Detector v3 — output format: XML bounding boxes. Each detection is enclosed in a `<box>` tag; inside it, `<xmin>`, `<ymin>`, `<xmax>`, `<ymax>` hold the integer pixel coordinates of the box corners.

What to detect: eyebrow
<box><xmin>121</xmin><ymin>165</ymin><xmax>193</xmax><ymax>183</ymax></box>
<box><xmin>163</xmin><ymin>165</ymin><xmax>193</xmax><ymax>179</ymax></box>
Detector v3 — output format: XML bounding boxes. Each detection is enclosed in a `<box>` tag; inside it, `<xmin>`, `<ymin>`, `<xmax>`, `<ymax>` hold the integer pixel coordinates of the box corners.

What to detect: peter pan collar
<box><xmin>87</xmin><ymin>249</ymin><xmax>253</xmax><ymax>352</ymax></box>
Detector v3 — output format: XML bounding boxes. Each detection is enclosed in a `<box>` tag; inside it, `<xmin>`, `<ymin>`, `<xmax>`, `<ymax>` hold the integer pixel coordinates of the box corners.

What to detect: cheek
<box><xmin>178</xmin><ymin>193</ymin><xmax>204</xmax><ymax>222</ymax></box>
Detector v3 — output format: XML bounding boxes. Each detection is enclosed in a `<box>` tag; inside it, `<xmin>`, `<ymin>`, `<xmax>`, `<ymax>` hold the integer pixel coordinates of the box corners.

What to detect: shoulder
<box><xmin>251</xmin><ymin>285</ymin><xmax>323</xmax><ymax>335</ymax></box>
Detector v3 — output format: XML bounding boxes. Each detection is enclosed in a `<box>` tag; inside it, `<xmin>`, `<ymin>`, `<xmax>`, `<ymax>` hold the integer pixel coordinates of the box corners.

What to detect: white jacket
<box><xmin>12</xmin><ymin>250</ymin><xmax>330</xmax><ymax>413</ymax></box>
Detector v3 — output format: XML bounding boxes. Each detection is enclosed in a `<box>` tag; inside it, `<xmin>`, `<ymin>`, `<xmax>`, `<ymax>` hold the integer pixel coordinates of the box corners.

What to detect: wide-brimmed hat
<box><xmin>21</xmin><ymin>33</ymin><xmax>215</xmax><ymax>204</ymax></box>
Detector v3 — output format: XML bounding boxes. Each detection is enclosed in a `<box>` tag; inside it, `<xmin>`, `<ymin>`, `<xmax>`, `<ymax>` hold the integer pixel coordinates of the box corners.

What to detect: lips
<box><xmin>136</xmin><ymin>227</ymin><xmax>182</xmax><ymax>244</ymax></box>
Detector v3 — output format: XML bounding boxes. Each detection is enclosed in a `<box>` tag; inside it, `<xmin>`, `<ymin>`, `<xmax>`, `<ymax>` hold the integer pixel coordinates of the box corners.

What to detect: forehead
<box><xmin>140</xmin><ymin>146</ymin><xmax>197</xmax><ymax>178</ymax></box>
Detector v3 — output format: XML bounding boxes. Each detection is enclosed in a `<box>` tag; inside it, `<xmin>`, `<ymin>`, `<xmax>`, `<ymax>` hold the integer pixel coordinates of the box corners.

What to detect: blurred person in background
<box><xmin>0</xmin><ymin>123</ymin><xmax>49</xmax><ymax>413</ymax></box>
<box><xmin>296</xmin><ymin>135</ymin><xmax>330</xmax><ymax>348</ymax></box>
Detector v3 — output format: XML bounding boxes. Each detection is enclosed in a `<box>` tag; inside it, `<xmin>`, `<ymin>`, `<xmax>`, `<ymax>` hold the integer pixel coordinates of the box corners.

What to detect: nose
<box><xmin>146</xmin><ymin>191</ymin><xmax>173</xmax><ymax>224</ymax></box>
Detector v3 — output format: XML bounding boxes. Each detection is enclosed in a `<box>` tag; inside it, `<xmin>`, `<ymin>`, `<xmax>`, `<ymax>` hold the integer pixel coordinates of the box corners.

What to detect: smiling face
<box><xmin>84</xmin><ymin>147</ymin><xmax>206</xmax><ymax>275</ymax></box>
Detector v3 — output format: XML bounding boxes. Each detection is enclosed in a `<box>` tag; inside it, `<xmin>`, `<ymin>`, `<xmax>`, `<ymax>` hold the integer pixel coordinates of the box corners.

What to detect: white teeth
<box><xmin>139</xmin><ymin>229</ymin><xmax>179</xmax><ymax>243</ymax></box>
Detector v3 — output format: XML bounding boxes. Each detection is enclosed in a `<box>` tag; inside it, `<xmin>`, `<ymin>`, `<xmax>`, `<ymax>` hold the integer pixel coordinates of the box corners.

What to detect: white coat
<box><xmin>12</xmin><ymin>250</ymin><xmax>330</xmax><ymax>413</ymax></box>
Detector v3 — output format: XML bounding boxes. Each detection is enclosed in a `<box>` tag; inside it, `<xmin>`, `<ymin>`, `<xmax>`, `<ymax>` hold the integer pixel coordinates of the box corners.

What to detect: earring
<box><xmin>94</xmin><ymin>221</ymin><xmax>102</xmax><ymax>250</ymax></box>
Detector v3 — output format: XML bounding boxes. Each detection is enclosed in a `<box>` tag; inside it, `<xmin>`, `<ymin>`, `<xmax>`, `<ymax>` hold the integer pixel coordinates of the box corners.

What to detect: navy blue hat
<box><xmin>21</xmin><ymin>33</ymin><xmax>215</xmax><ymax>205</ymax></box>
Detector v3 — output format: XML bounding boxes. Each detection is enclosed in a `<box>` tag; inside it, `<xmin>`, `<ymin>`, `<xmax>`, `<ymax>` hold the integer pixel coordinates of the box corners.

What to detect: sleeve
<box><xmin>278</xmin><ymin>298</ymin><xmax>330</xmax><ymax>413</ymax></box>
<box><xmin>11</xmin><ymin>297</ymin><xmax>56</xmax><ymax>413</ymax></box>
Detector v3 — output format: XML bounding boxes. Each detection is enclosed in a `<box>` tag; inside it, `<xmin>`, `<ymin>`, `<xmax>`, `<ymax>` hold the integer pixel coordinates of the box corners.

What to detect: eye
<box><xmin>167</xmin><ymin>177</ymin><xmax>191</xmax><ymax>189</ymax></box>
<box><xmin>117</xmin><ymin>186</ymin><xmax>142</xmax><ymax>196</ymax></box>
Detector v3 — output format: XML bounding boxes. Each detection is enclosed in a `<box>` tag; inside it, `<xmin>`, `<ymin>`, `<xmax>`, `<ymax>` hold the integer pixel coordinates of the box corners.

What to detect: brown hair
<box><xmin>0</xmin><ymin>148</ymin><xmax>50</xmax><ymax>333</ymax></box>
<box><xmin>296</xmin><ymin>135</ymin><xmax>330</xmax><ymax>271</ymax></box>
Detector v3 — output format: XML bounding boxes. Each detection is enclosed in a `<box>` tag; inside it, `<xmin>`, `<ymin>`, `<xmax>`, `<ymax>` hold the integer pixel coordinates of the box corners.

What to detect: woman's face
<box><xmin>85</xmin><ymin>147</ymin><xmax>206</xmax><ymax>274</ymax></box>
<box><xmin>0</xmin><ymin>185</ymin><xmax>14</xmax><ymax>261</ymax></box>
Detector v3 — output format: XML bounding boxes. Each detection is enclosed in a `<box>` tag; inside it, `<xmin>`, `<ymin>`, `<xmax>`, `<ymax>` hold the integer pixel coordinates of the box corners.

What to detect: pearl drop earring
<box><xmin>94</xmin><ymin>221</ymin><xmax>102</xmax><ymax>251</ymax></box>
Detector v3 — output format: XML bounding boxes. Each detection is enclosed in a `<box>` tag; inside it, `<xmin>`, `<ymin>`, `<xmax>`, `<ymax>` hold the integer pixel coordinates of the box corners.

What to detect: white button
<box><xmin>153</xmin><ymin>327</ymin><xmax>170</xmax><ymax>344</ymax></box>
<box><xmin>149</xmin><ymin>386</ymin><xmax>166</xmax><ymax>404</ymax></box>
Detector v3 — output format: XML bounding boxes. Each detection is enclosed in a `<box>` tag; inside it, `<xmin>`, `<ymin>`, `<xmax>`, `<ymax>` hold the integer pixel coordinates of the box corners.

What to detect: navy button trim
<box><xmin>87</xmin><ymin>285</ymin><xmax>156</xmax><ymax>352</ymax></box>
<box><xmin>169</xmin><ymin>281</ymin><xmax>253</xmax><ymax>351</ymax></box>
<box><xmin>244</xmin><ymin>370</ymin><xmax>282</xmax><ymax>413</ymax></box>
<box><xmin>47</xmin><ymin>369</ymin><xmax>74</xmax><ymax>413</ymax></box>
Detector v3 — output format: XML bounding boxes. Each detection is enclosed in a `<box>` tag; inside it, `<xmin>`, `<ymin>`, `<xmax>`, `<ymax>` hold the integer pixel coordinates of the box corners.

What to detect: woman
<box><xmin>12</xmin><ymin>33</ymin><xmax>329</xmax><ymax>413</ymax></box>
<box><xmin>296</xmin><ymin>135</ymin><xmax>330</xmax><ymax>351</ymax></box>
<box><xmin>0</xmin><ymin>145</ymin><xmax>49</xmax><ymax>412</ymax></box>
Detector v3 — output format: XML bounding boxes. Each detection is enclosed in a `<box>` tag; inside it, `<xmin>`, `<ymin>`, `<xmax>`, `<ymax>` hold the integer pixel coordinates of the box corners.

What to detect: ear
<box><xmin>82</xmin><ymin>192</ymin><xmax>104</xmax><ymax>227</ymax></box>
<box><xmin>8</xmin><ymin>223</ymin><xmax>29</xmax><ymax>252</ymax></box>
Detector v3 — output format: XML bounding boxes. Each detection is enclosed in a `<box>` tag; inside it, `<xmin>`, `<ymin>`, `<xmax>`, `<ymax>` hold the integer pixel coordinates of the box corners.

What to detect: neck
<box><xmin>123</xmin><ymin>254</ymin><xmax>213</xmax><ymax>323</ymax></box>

+ + + +

Pull out each line of the records above that contains the word "woman".

What to detect: woman's face
What to detect: woman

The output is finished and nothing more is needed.